Entries from a dataset

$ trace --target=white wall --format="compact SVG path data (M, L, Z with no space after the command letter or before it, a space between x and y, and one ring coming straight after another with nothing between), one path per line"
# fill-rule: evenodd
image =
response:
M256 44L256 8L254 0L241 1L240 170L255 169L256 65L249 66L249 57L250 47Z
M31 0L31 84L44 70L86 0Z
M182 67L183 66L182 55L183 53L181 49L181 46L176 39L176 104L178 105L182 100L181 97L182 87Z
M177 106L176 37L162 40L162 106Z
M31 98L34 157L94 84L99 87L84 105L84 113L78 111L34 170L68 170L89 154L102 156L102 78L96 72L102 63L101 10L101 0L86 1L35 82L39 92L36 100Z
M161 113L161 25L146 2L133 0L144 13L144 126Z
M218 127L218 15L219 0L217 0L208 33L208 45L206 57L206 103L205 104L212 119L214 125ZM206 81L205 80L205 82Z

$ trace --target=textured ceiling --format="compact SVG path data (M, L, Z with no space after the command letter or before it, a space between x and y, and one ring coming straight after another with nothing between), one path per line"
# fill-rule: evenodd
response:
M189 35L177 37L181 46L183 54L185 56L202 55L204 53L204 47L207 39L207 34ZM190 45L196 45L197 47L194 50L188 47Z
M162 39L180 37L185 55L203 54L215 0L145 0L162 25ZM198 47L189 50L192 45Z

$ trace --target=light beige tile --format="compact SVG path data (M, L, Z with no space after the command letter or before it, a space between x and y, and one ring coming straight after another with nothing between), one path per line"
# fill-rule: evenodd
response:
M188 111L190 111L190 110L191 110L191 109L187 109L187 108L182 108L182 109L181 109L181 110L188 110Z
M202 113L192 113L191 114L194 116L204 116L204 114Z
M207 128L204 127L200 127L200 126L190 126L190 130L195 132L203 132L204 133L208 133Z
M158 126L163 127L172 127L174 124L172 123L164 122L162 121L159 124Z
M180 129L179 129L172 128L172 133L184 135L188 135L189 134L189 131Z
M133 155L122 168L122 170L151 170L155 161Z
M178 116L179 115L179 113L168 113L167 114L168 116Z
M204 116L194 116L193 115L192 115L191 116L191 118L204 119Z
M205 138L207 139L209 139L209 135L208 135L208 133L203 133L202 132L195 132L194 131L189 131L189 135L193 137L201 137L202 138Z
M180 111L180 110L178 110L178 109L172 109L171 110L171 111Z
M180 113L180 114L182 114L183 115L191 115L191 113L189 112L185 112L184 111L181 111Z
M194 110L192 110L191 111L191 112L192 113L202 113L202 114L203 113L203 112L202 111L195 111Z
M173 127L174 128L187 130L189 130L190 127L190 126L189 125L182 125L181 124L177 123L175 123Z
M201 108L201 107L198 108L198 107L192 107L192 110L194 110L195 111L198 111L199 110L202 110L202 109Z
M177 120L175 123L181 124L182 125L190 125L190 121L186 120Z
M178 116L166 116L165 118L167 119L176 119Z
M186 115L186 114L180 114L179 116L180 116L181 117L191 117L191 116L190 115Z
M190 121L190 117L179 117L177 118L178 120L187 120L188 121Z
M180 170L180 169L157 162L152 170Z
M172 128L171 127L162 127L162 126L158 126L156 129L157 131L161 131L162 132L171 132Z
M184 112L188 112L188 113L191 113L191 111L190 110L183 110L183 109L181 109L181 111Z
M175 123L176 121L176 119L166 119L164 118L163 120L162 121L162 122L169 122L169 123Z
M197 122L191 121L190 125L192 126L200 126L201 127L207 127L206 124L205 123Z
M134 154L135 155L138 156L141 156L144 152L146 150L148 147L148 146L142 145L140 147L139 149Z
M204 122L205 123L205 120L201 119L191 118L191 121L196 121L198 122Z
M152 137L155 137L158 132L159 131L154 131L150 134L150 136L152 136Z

**SET TASK**
Render the entries above as a two-column CSV with the header request,response. Give one row per entry, with the entry's text and its answer each in a single quoted field and every line break replaced by a space.

**FULL SOLUTION**
request,response
"$ trace --target=white wall --format=""compact SVG path data (M, L, Z with no space after the command letter or before it, a space between x and y, and one ring coming straight after another with nothing between), one path per line"" # fill-rule: evenodd image = response:","M256 44L256 8L254 0L241 1L240 170L255 169L256 65L249 66L249 57L250 47Z M31 0L31 84L44 70L86 0Z M182 67L183 66L182 55L183 53L181 49L181 46L176 39L176 104L178 105L182 100L181 97L182 87Z M177 106L176 37L162 40L162 106Z M31 98L34 157L94 84L99 87L84 105L84 113L78 111L34 170L68 170L89 154L102 156L102 78L96 72L102 63L101 10L101 0L86 1L35 82L39 92L36 100Z M161 113L161 25L146 2L133 0L144 13L144 126Z M218 127L218 15L219 0L217 0L208 33L208 45L206 57L206 103L205 104L212 119L214 125ZM206 81L205 80L205 82Z"
"$ trace --target=textured ceiling --format=""compact SVG path data (M, L, Z with no space after the command letter or before it, a space between x and y, and one ring coming straight after another with nothing between), one path per line"" # fill-rule: evenodd response:","M189 35L177 37L181 46L183 54L185 56L202 55L204 53L204 47L207 39L207 34ZM190 45L196 45L197 47L194 50L188 47Z M162 39L180 37L185 55L203 54L215 0L145 0L162 25ZM198 47L189 50L192 45Z"
"$ trace --target=light beige tile --format=""compact SVG path data (M, L, Z with no space after the command letter or before it, a space between x and y, and one ring coming straight after another with nothing between), one path per line"" # fill-rule: evenodd response:","M188 111L190 111L190 110L191 110L191 109L187 109L187 108L182 108L182 109L181 109L181 110L188 110Z M202 113L192 113L191 114L194 116L204 116L204 114Z M207 128L204 127L200 127L200 126L190 126L190 130L195 132L203 132L204 133L208 133Z M158 126L163 127L172 127L174 124L172 123L164 122L162 121L159 124Z M180 129L179 129L172 128L172 133L184 135L188 135L189 134L189 131Z M133 155L122 168L122 170L151 170L155 161Z M178 116L179 115L179 113L168 113L167 114L168 116Z M204 116L194 116L193 115L192 115L191 116L191 118L204 119Z M205 138L207 139L209 139L209 135L208 135L208 133L203 133L202 132L195 132L194 131L189 131L189 135L193 137L201 137L202 138Z M180 111L180 110L178 110L178 109L172 109L171 110L171 111Z M180 113L180 114L182 114L183 115L191 115L191 113L189 112L185 112L184 111L181 111Z M194 110L192 110L191 111L191 112L192 113L202 113L202 114L203 113L203 112L202 111L195 111Z M173 127L174 128L187 130L189 130L190 127L190 126L189 125L182 125L181 124L177 123L175 123Z M201 108L201 107L198 108L198 107L192 107L192 110L194 110L195 111L198 111L199 110L202 110L202 109Z M177 120L175 123L181 124L182 125L190 125L190 121L186 120Z M178 116L166 116L165 118L167 119L176 119Z M186 115L186 114L180 114L179 116L180 116L181 117L191 117L191 116L190 115Z M190 121L190 117L179 117L177 118L178 120L187 120L188 121Z M180 170L180 169L157 162L152 170Z M172 128L171 127L162 127L162 126L158 126L156 129L157 131L161 131L162 132L171 132Z M184 112L188 112L188 113L191 113L191 111L190 110L183 110L183 109L181 109L181 111Z M175 123L176 121L176 119L166 119L164 118L163 120L162 121L162 122L169 122L169 123Z M197 122L191 121L190 125L192 126L200 126L201 127L207 127L206 124L205 123Z M134 154L135 155L138 156L141 156L144 152L146 150L148 147L148 146L142 145L140 147L139 149Z M204 122L205 123L205 120L201 119L191 118L191 121L196 121L198 122Z M152 137L155 137L158 132L159 131L154 131L150 134L150 136L152 136Z"